TASK PROMPT
Put the records below into a CSV with two columns, instruction and points. Make one row for each record, with its text and its answer each in a single quoted field and any line breaks changed to spaces.
START DATASET EXTRACT
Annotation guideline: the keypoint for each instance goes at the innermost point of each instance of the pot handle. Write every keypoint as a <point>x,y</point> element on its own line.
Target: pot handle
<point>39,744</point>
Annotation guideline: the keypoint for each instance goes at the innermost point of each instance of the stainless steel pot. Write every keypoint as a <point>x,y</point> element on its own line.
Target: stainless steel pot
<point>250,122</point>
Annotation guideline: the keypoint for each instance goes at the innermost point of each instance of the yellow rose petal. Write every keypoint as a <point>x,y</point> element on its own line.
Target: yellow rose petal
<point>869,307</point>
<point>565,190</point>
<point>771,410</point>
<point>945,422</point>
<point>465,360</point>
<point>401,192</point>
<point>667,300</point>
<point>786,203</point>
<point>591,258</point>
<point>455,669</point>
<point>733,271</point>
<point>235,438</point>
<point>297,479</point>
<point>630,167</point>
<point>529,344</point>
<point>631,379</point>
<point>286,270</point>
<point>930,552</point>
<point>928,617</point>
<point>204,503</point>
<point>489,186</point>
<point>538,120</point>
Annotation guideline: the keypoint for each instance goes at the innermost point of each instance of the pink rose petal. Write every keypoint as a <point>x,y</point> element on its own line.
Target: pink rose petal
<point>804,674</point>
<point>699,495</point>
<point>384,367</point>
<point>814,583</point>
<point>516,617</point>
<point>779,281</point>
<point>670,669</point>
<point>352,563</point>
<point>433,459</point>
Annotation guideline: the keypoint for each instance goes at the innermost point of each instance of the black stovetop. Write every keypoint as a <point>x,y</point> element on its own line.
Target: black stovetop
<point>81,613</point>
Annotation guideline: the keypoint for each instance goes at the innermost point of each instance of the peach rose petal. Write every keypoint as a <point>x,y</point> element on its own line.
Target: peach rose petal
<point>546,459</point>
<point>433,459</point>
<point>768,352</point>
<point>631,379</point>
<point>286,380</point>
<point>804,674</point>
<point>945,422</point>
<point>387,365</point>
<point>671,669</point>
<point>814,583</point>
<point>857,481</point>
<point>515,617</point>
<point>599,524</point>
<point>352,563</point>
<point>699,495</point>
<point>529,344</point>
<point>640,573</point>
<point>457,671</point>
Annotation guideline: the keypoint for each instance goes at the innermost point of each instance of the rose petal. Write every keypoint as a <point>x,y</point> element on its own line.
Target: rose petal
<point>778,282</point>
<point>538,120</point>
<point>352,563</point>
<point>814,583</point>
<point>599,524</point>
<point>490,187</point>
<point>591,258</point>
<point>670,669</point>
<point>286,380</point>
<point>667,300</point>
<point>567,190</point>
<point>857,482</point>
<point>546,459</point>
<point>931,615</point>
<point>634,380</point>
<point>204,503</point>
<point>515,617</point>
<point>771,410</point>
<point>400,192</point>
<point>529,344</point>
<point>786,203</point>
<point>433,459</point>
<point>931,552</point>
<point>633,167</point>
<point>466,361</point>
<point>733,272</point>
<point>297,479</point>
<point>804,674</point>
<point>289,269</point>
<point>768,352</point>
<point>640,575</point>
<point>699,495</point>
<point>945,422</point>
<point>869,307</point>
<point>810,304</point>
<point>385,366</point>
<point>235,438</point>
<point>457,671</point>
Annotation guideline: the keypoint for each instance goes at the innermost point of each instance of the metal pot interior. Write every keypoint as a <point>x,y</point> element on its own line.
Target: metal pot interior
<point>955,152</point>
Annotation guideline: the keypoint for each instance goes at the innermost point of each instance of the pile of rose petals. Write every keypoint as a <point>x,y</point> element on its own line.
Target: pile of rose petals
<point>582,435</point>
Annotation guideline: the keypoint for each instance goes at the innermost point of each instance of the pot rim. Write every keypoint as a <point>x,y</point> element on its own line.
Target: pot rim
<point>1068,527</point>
END DATASET EXTRACT
FULL ANSWER
instruction,points
"Annotation guideline: the keypoint for each instance goes at the innermost point of each instance of the pot handle. Write every keypoint as a <point>x,y</point> element on its own line. Target: pot handle","<point>39,744</point>"
"Annotation guideline: the keypoint for each instance goes at the innermost point of each instance of the stainless steel pot. Write every keypoint as a <point>x,y</point> element on its own line. Target: stainless steel pot","<point>250,122</point>"
"Annotation guideline: the keypoint for each instance goes at the innermost point of each instance of the yellow rose petal. Write every keypoint as a <point>x,y</point> element on its own line. Target: yellow rose petal","<point>869,307</point> <point>565,190</point> <point>771,410</point> <point>945,422</point> <point>465,360</point> <point>401,192</point> <point>667,300</point> <point>786,203</point> <point>591,258</point> <point>455,669</point> <point>733,271</point> <point>235,438</point> <point>297,479</point> <point>630,167</point> <point>529,344</point> <point>631,379</point> <point>286,270</point> <point>930,552</point> <point>928,617</point> <point>204,503</point> <point>489,186</point> <point>538,120</point>"
"Annotation guideline: the keypoint for each instance goes at the innermost point of each instance of the pink rose petal. Write every keypoint as a <point>x,y</point> element on its own line. Target: pink rose petal","<point>804,674</point> <point>699,495</point> <point>384,367</point> <point>814,583</point> <point>516,617</point> <point>779,281</point> <point>670,669</point> <point>352,563</point> <point>433,459</point>"
"Annotation guideline: the keypoint for each instance goes at the innermost point of each instance of the black stovetop. Write every keypoint as a <point>x,y</point> element on its own line. Target: black stovetop","<point>81,613</point>"
"Annotation guideline: the keypoint for each instance goes at the innermost point of each instance of the peach rose petal. Write every keypoint as a <point>x,y</point> element on its own line. Target: peach rose petal","<point>546,459</point> <point>433,459</point> <point>768,352</point> <point>631,379</point> <point>286,380</point> <point>804,674</point> <point>945,422</point> <point>387,365</point> <point>671,669</point> <point>814,583</point> <point>857,481</point> <point>515,617</point> <point>599,524</point> <point>352,563</point> <point>699,495</point> <point>529,344</point> <point>640,573</point> <point>457,671</point>"
"Annotation guideline: the keypoint for each instance goes at the innermost point of each instance of the rose petal. Write every keypoint as a <point>x,y</point> element on its own line. Target: rose petal","<point>778,282</point> <point>538,120</point> <point>352,563</point> <point>814,583</point> <point>599,524</point> <point>490,187</point> <point>591,258</point> <point>670,669</point> <point>286,380</point> <point>667,300</point> <point>567,190</point> <point>857,482</point> <point>546,459</point> <point>931,615</point> <point>634,380</point> <point>204,503</point> <point>515,617</point> <point>771,410</point> <point>400,192</point> <point>529,344</point> <point>786,203</point> <point>433,459</point> <point>931,552</point> <point>633,167</point> <point>466,361</point> <point>733,272</point> <point>297,479</point> <point>804,674</point> <point>289,269</point> <point>768,352</point> <point>640,575</point> <point>699,495</point> <point>945,422</point> <point>869,307</point> <point>810,304</point> <point>385,366</point> <point>235,438</point> <point>457,671</point>"
"Annotation guideline: the keypoint for each instance goes at the innermost point of each instance of the metal pot interior. Write every keypoint as a <point>x,y</point> element on its own line. Target: metal pot interior","<point>955,152</point>"
"Annotation guideline: the keypoint for each instance goes at the innermost point of each instance of the pile of rose petals. Write every keypoint as a <point>x,y</point> element on its own line. Target: pile of rose petals","<point>582,435</point>"
"Annotation guideline: the keypoint for each instance goes at the innermost point of each instance of the pot rim. Write every keypoint as a <point>x,y</point> element on its own line. Target: pot rim","<point>1068,527</point>"